> Supplied entries:
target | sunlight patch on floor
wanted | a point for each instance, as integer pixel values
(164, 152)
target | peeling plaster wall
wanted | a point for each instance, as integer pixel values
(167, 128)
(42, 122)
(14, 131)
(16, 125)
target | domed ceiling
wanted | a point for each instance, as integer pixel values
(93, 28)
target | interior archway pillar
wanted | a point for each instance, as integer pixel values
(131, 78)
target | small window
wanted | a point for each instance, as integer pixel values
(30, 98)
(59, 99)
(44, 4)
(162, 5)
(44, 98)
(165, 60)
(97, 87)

> What you should do:
Where the word "target" shows up in a line of the entries above, copy that line.

> Answer section:
target | sunlight patch on floor
target | peeling plaster wall
target | domed ceiling
target | interior archway pillar
target | small window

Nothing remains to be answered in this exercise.